Region pointing data

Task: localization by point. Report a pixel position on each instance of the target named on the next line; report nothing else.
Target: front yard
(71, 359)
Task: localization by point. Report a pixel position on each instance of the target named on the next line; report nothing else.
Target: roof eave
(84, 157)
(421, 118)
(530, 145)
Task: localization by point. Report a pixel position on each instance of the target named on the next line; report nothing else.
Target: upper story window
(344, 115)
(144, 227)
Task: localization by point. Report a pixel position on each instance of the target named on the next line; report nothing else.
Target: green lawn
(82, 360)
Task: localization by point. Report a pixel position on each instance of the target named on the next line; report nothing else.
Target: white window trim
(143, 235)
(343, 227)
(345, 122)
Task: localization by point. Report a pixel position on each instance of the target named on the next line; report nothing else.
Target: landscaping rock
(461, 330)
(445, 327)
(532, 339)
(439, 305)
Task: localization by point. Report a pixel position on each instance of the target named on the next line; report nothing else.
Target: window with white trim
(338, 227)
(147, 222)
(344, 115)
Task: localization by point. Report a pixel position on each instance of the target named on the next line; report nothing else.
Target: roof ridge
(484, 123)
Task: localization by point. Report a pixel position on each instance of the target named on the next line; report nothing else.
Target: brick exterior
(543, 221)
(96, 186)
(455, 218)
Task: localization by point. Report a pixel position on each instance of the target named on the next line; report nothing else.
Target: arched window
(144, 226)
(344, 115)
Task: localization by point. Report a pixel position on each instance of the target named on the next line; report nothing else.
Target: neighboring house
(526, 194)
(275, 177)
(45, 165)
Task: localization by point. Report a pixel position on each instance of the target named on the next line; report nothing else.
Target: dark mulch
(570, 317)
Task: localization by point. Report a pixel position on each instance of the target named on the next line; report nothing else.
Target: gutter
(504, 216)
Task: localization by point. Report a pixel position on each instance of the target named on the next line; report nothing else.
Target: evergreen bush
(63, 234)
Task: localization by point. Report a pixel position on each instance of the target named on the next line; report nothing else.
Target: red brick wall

**TASK ITEM**. Retyping every entry exactly is the whole of the task.

**RESULT**.
Task: localization by point. Report a pixel position on each instance of the target named on the next line; report nothing else.
Target: front yard
(71, 359)
Task: localization by point. Report a pixel position on each instance of the target named on the next line; report nothing else.
Target: roof eave
(84, 157)
(421, 118)
(530, 145)
Task: localization by point. Report a pixel position on each instance of the target named on the next line; report nothing else.
Target: upper story window
(344, 115)
(144, 227)
Task: localization by point. Report a pixel position on each instance of the target named on the next line; report nothing else.
Target: green lawn
(82, 360)
Task: localization by point. Report a pixel position on each instance of the target named on the next line; report nothing else.
Target: white window trim
(143, 235)
(343, 227)
(345, 122)
Task: localization by point. Report a pixel position on each instance of the target named on the next line; report nothing else.
Target: landscaping rock
(461, 330)
(445, 327)
(532, 339)
(439, 305)
Task: localization by point. Report a pixel position on each instance of the target named on the next line; report nothing else.
Target: window with white trim
(338, 227)
(147, 222)
(344, 115)
Task: localization by point. Report a pixel position on each instance of the target named on the next line; report nothing else.
Target: roof ridge
(484, 123)
Task: localization by point. Report a pixel position on each instance of the target named on the next line; report nothing else.
Target: brick exterior
(543, 221)
(96, 186)
(455, 218)
Task: localization by point. Report a pixel position on each instance of the target named on the next line; report nothing else.
Target: arched window
(144, 226)
(344, 115)
Task: localization by point. Report a pixel position on each instance of the target named on the next line; report nothing else.
Target: neighboring house
(526, 194)
(275, 177)
(45, 165)
Task: localization by point. Report a pixel position on each instance of the target named on the next line; report nothing else.
Target: dark mulch
(570, 317)
Task: localization by point. Report a pixel position on each instance of the target named on the next line; report nothing else.
Target: gutter
(504, 216)
Task: localization by point. Report a pixel position on each instance of the target named on the next line; report nothing else.
Target: evergreen bush
(63, 234)
Task: localization by point. Report a pixel position on each instance of the target named on the next line; report nothing else.
Target: red brick wall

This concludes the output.